REQUIRED ACTIONS
- A) Name every kind of video that the YouTube analytics article below says is easy to make.
- B) Answer these questions using the YouTube analytics article below:
(i) Which two basic measures does it call crude and almost pointless?
(ii) For some videos, how many views does it call terrific?
(iii) How many views did the typical video in the listing get in its first month online?
- C) Summarize the YouTube analytics article below in two sentences.

If you're a content producer, you should already be creating and posting videos on YouTube. With millions of searches every hour, and billions of videos viewed weekly, it's another important place to attain visibility for your company, products and services.

But how do you know whether people like your videos? Sure, there's the view counter and there's a like/dislike indicator, but those are crude and almost pointless because someone who watches four seconds of your video and bails is counted identically to the next viewer who watches the video all the way through and visits your Web site immediately thereafter.

Turns out that the team at YouTube know this and have some pretty interesting analytics built into the video hosting service that offer a lot more insight. Let's have a look...


Dave's Answer:

Needless to say, if you don't have any videos online yet, this isn't going to be very helpful because you cannot access the analytics for other people's videos (interesting though they might prove to be!).

Still, it's surprisingly easy to create a 2-3 minute screen capture movie or even pull together a video based on the video recording capabilities of most smartphones. Heck, you can even have a photo montage with a voice over that can be effective.

And as with any analytic data, remember to keep in mind that it's not sheer numbers that we're after here, but the right people finding your product or service at the right time. For some videos 75 views is terrific. Don't be discouraged that you aren't hitting millions of views, in other words! :-)

Right. On to YouTube. Easiest way to proceed is to go to your own channel on YouTube. My channel is http://youtube.com/askdavetaylor, and here's a typical video in the listing:

You can see here it's 2:20 long and has garnered 423 views in the month it's been online. Not too bad for a speaker review I recorded in my basement. :-)

DATA EXTRACT

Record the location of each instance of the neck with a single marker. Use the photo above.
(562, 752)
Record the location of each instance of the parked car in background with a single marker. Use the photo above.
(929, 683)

SOLUTIONS BY TASK
- A)
- A 2-3 minute screen capture movie
- A video made with the video recording features of most smartphones
- A photo montage with a voice over

- B)
(i) The view counter and the like/dislike indicator.
(ii) 75 views.
(iii) 423 views.

- C) YouTube is an important place for companies to be seen, but its view counter and like/dislike indicator reveal little about how viewers respond to a video. YouTube's built-in analytics give much more insight, though they only work for your own videos, and the aim is to reach the right people at the right time rather than to pile up views.